DATA RECORDS.

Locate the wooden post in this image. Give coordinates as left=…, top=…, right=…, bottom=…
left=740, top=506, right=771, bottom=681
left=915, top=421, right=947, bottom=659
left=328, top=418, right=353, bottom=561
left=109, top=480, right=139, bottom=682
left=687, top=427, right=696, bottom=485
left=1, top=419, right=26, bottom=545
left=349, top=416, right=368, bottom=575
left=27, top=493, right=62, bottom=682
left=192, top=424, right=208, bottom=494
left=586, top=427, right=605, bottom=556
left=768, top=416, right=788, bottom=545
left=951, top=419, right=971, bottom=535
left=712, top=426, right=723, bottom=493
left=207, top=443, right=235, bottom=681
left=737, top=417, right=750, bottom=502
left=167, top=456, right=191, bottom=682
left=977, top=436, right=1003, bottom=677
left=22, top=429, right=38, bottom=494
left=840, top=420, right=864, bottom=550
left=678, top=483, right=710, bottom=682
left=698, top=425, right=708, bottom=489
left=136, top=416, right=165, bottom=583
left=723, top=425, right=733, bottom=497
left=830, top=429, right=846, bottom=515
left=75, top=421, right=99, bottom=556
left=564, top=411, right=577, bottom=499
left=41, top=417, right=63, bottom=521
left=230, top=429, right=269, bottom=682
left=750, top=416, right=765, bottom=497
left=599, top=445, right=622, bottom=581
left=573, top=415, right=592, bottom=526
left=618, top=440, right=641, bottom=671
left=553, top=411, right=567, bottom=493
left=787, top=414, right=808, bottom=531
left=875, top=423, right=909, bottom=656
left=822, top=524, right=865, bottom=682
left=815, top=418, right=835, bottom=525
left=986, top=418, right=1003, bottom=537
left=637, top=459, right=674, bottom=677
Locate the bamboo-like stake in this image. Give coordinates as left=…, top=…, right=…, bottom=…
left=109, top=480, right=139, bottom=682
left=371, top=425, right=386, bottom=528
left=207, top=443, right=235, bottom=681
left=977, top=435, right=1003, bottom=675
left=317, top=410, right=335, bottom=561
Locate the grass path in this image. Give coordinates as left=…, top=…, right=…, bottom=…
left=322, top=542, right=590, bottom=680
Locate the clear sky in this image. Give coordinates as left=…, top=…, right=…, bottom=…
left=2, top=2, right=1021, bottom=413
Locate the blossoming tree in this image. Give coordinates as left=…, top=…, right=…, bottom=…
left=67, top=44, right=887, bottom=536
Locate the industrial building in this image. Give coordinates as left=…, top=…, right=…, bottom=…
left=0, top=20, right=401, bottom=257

TASK. Repeat the material word for word, in full.

SOLVED PROBLEM.
Locate the wooden post in this image. Give coordinates as left=…, top=…, right=…, bottom=…
left=740, top=506, right=771, bottom=681
left=915, top=421, right=947, bottom=659
left=328, top=418, right=353, bottom=561
left=109, top=480, right=139, bottom=682
left=687, top=427, right=696, bottom=485
left=1, top=419, right=26, bottom=545
left=349, top=416, right=368, bottom=575
left=27, top=493, right=62, bottom=682
left=192, top=424, right=208, bottom=494
left=586, top=427, right=605, bottom=556
left=768, top=416, right=788, bottom=545
left=951, top=419, right=971, bottom=535
left=712, top=426, right=723, bottom=493
left=207, top=443, right=235, bottom=681
left=737, top=417, right=750, bottom=502
left=167, top=456, right=191, bottom=682
left=977, top=436, right=1003, bottom=677
left=22, top=429, right=38, bottom=494
left=840, top=420, right=864, bottom=550
left=678, top=483, right=710, bottom=682
left=698, top=425, right=708, bottom=489
left=136, top=416, right=165, bottom=583
left=723, top=425, right=733, bottom=497
left=830, top=429, right=846, bottom=515
left=75, top=421, right=99, bottom=556
left=564, top=411, right=577, bottom=499
left=41, top=417, right=63, bottom=521
left=230, top=429, right=269, bottom=682
left=750, top=416, right=765, bottom=497
left=599, top=445, right=622, bottom=581
left=573, top=415, right=592, bottom=526
left=618, top=440, right=641, bottom=671
left=553, top=411, right=567, bottom=493
left=787, top=414, right=808, bottom=531
left=875, top=423, right=909, bottom=656
left=822, top=524, right=865, bottom=682
left=815, top=418, right=835, bottom=525
left=986, top=418, right=1003, bottom=537
left=637, top=459, right=674, bottom=677
Locate the bamboo-like stake in this image. Give coordinates as left=…, top=…, right=…, bottom=…
left=109, top=480, right=139, bottom=682
left=371, top=425, right=386, bottom=528
left=207, top=443, right=235, bottom=681
left=977, top=435, right=1003, bottom=675
left=317, top=410, right=335, bottom=561
Locate the grass path in this image. Give coordinates as left=…, top=…, right=…, bottom=…
left=322, top=542, right=590, bottom=680
Locate the clear sky in this image. Give coordinates as left=…, top=…, right=…, bottom=…
left=2, top=2, right=1021, bottom=413
Locate the blossoming tree in this image. Give coordinates as left=…, top=…, right=…, bottom=…
left=67, top=44, right=887, bottom=536
Locate the industrial building in this image. Give coordinates as left=…, top=…, right=…, bottom=…
left=0, top=20, right=401, bottom=257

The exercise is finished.